Transcreva na íntegra o discurso de abertura apresentado abaixo, sem alterar nenhuma palavra nem a pontuação.

TEXTO FORNECIDO —
▬▬▬▬▬▬
Quando recebi, numa espécie de conspiração de amizade - eu estava falando com o Paulo exatamente a respeito disso - o convite alvo e abrupto para vir aqui, falar na solenidade de abertura deste Congresso, fiquei entre um misto de surpreso e, ao mesmo tempo, envaidecido pela honra que me foi conferida.

Dizia um dos grandes poetas que já habitaram esta Terra, Hölderlin, que jamais perde seu lugar, dele jamais se distancia, quem habita as proximidades da origem - e na minha origem profissional estão a Pontifícia Universidade Católica e seus professores, com quem tive a honra de iniciar os primeiros passos, numa convivência que o tempo só foi sedimentando, cada vez mais. Portanto, é uma espécie de retorno ao tempo perdido.

Relembro que certa ocasião fiz uma exposição aqui, neste Congresso, sobre tema análogo ao que agora vou enfrentar.

Não exatamente igual, mas igualmente revestido de dignidade institucional: o papel da isonomia e o elenco dos direitos e garantias individuais. Costumo dizer que não há desafio maior que enfrentar um velho tema sob perspectiva nova. E para essa abordagem heterodoxa - como devem ser todas as abordagens teóricas - nós estamos todos convocados, pelo simples fato de militarmos, como cidadãos brasileiros, na área do direito tributário. E fora dela, e fora do Brasil, as pessoas que nos honram também com sua presença, como é o caso do Prof. Gregorio Robles, com cuja obra eu pude ter uma convivência bastante detida e que muito me ajudou na elaboração do meu Curso de Direito Comunitário.
▬▬▬▬▬▬
LISTA DE REGISTROS —

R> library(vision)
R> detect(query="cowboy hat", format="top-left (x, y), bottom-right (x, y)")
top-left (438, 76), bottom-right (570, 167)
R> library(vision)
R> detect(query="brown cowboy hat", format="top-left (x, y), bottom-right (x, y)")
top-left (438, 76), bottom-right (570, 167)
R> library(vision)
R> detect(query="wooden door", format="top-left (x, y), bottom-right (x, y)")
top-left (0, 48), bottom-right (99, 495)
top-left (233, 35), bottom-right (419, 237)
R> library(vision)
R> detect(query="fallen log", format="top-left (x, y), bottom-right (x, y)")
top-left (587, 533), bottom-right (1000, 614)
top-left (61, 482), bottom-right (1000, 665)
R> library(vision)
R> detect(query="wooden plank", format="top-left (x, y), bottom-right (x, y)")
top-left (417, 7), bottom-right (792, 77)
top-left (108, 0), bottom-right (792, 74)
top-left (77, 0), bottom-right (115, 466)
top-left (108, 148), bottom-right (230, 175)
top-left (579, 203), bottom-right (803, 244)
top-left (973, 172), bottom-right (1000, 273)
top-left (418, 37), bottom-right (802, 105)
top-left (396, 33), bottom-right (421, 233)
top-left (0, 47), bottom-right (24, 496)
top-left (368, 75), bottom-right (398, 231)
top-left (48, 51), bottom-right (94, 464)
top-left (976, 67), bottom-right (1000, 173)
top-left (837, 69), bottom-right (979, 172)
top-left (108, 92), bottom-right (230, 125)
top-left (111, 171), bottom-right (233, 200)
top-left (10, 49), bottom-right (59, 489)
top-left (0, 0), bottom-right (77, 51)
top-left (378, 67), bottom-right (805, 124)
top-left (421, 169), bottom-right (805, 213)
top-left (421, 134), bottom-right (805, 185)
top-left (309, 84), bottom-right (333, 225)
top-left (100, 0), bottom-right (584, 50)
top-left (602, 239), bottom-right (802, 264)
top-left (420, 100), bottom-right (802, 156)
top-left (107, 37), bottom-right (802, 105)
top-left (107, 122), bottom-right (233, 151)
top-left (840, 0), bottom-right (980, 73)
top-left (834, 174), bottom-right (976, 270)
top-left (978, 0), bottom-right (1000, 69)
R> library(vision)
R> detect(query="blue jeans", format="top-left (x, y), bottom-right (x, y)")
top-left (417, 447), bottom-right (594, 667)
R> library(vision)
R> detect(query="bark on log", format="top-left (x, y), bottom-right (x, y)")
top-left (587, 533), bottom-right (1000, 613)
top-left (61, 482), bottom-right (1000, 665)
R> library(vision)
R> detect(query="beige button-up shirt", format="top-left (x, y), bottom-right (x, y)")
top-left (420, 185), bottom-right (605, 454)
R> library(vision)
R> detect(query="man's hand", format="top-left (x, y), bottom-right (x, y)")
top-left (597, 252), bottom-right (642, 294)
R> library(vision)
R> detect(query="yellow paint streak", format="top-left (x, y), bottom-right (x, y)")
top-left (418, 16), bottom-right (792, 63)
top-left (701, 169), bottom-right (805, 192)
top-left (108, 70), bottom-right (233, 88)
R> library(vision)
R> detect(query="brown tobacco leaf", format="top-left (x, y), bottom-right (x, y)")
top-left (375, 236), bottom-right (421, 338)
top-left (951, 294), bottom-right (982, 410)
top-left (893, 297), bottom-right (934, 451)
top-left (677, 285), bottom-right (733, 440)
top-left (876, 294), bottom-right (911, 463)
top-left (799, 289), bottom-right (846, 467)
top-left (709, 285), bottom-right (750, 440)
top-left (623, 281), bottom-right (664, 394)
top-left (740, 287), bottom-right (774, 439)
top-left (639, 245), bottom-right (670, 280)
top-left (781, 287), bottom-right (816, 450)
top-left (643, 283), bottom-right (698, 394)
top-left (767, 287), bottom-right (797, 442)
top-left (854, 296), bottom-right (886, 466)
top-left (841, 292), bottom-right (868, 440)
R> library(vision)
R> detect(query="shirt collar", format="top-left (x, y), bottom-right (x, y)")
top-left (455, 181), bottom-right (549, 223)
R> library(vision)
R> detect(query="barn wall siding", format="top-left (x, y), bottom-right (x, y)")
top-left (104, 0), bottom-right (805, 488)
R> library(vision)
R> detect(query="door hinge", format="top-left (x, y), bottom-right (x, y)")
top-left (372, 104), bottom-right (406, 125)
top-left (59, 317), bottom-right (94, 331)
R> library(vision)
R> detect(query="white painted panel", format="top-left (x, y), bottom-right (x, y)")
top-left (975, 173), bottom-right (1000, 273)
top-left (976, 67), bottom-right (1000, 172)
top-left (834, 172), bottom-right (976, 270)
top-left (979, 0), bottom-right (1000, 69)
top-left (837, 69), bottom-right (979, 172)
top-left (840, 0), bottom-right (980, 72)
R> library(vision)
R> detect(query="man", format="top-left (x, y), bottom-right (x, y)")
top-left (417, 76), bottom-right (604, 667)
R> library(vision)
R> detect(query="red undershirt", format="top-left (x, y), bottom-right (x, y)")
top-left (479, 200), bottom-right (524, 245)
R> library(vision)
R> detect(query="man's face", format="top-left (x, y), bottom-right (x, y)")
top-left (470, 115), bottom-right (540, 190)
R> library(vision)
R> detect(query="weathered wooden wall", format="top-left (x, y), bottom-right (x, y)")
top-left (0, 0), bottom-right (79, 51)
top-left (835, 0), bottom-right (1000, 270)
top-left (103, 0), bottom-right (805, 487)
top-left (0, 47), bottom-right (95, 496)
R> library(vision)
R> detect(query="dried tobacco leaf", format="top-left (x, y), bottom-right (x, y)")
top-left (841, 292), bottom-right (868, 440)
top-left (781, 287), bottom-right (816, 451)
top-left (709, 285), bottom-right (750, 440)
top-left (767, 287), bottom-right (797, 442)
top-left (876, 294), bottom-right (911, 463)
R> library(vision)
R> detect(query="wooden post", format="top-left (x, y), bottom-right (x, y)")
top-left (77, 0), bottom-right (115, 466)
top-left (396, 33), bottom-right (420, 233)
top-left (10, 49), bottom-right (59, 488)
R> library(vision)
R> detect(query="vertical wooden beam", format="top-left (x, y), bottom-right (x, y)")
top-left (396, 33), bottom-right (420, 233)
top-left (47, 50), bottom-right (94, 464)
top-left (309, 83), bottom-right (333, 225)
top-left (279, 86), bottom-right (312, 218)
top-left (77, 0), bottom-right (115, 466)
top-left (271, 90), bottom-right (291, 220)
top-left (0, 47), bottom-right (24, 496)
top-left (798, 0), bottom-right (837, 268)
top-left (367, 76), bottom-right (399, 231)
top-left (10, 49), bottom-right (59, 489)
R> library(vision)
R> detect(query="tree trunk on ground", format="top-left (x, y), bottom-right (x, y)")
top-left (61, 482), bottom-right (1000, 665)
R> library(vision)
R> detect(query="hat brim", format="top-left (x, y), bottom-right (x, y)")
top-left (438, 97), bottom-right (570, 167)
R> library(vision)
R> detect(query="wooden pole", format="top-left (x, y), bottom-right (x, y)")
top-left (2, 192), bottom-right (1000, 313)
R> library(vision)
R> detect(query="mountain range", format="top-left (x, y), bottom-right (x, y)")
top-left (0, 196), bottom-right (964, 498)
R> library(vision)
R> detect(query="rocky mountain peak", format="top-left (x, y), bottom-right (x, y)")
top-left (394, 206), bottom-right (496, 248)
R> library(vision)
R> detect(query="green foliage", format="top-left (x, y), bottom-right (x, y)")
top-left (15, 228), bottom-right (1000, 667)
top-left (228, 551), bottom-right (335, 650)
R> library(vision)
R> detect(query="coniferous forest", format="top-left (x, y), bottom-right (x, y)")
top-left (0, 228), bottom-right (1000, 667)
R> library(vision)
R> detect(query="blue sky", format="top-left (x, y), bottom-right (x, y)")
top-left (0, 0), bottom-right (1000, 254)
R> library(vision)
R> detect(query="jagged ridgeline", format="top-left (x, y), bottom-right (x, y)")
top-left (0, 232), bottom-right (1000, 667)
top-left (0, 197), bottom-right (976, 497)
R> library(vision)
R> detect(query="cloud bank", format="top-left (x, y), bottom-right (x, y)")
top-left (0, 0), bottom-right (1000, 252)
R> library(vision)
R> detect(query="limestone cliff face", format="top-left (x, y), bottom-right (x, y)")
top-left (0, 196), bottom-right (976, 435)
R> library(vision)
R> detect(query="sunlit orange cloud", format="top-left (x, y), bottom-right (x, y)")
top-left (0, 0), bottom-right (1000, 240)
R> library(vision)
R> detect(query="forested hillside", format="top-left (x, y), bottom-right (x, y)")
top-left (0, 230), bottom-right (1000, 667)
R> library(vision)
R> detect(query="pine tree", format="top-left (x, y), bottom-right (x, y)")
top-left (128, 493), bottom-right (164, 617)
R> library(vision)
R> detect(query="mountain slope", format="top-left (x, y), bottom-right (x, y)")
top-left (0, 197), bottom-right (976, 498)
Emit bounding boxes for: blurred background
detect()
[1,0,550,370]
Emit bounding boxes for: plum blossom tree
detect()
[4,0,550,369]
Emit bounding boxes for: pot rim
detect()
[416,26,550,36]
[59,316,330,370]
▬▬▬▬▬▬
RESPOSTA —
Quando recebi, numa espécie de conspiração de amizade - eu estava falando com o Paulo exatamente a respeito disso - o convite alvo e abrupto para vir aqui, falar na solenidade de abertura deste Congresso, fiquei entre um misto de surpreso e, ao mesmo tempo, envaidecido pela honra que me foi conferida.

Dizia um dos grandes poetas que já habitaram esta Terra, Hölderlin, que jamais perde seu lugar, dele jamais se distancia, quem habita as proximidades da origem - e na minha origem profissional estão a Pontifícia Universidade Católica e seus professores, com quem tive a honra de iniciar os primeiros passos, numa convivência que o tempo só foi sedimentando, cada vez mais. Portanto, é uma espécie de retorno ao tempo perdido.

Relembro que certa ocasião fiz uma exposição aqui, neste Congresso, sobre tema análogo ao que agora vou enfrentar.

Não exatamente igual, mas igualmente revestido de dignidade institucional: o papel da isonomia e o elenco dos direitos e garantias individuais. Costumo dizer que não há desafio maior que enfrentar um velho tema sob perspectiva nova. E para essa abordagem heterodoxa - como devem ser todas as abordagens teóricas - nós estamos todos convocados, pelo simples fato de militarmos, como cidadãos brasileiros, na área do direito tributário. E fora dela, e fora do Brasil, as pessoas que nos honram também com sua presença, como é o caso do Prof. Gregorio Robles, com cuja obra eu pude ter uma convivência bastante detida e que muito me ajudou na elaboração do meu Curso de Direito Comunitário.